# What is needed
Under this line sits a listing. Repeat exactly and only its lines from the one holding "Target: parsley herb" through the one holding "Would you be so kind as to mark the green"; skip pictures.

-------------------------

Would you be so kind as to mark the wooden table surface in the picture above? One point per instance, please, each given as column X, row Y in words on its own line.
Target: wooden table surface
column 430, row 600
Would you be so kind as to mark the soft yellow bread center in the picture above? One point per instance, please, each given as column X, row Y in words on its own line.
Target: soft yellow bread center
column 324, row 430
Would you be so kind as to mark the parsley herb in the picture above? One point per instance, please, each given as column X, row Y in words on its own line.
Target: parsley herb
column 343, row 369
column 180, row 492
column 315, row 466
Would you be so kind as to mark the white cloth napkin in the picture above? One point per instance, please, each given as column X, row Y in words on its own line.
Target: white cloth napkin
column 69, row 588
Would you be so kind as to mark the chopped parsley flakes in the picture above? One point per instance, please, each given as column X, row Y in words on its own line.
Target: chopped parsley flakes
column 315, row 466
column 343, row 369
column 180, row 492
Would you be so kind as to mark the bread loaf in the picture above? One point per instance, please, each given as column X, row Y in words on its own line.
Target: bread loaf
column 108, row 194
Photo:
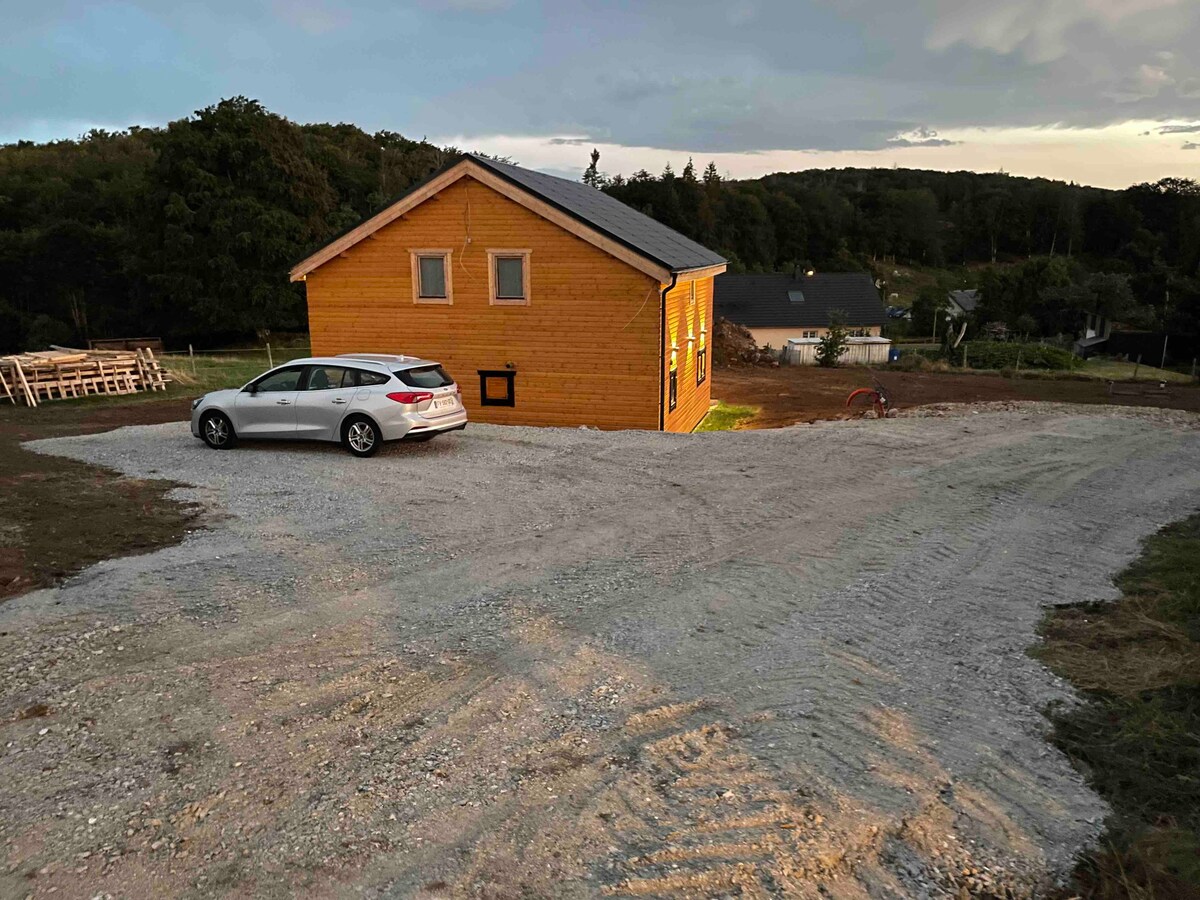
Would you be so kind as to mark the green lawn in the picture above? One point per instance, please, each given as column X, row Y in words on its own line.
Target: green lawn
column 725, row 417
column 1114, row 371
column 1137, row 736
column 228, row 370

-------------------------

# Solution for this exercise
Target: parsley herb
column 343, row 369
column 180, row 492
column 315, row 466
Would you be so kind as to mark the white cloth napkin in the picture above? One point per instance, please, each given as column X, row Y in words on its own line.
Target: white cloth napkin
column 69, row 588
Would you be so kind as to mark the chopped parsley flakes in the picture above? One point per instance, please, each given as column X, row Y in words on its own line.
Target: chopped parsley flakes
column 315, row 466
column 343, row 369
column 180, row 492
Would you be so kind as to mark the bread loaf in the picture above? One point per instance, please, each given as column X, row Y in words on its own line.
Target: bread loaf
column 108, row 194
Photo:
Would you be so kind as to mark the green lawn in the picture above? One point per instance, please, each given as column X, row Y in words on its own line.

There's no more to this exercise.